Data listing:
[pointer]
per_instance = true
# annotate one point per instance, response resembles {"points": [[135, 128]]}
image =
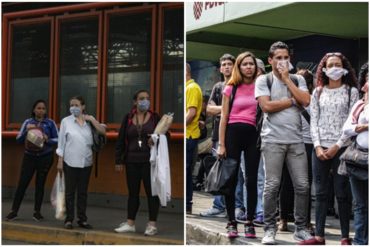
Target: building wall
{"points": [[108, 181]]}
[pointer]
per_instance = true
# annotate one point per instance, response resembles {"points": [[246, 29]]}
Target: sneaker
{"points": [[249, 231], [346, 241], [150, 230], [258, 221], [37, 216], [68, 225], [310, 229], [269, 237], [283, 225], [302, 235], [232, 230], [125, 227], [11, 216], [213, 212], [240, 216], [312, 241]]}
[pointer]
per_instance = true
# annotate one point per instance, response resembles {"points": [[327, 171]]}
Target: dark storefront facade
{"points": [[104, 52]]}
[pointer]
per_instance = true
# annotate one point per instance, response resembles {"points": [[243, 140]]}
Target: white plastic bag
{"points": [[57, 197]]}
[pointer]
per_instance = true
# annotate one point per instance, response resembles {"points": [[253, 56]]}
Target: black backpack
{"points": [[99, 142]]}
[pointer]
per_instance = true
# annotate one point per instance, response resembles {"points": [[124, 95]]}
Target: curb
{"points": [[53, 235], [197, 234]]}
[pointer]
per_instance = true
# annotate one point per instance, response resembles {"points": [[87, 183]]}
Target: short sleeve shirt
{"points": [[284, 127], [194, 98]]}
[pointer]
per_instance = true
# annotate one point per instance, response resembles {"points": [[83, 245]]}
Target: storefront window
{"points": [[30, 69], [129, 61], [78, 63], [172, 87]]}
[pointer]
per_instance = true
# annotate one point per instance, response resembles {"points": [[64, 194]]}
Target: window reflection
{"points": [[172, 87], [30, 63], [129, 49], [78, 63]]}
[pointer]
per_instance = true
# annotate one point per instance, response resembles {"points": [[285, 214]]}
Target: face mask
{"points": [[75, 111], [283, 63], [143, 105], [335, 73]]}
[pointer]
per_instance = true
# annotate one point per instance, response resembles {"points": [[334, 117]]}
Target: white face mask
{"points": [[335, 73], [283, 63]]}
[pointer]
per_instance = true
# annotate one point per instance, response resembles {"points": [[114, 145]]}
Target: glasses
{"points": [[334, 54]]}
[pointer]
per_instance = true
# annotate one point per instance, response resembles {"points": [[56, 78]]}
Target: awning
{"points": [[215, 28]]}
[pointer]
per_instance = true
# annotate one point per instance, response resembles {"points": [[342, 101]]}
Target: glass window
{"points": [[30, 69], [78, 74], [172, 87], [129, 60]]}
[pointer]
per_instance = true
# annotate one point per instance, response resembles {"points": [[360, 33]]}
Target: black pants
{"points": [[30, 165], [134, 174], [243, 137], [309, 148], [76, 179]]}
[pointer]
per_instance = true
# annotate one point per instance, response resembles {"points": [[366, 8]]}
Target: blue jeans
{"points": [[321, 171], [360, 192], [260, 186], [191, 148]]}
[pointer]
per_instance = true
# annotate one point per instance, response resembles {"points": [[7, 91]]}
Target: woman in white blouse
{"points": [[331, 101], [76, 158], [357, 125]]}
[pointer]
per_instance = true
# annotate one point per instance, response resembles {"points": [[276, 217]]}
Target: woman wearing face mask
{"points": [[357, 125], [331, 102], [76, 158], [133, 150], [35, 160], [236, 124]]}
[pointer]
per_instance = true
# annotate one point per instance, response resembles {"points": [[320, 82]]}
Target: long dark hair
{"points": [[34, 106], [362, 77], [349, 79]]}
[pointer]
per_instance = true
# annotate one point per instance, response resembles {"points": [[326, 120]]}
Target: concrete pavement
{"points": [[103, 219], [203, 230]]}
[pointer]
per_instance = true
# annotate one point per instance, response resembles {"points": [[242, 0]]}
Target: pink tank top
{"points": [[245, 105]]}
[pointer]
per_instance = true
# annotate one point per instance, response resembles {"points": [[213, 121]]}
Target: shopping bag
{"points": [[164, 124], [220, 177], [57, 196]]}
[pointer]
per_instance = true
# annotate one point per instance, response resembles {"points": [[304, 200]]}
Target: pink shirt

Do this » Collect every line of the material above that contains the string "shirt", matching case exactly.

Solution for this problem »
Target: short sleeve shirt
Target: pink shirt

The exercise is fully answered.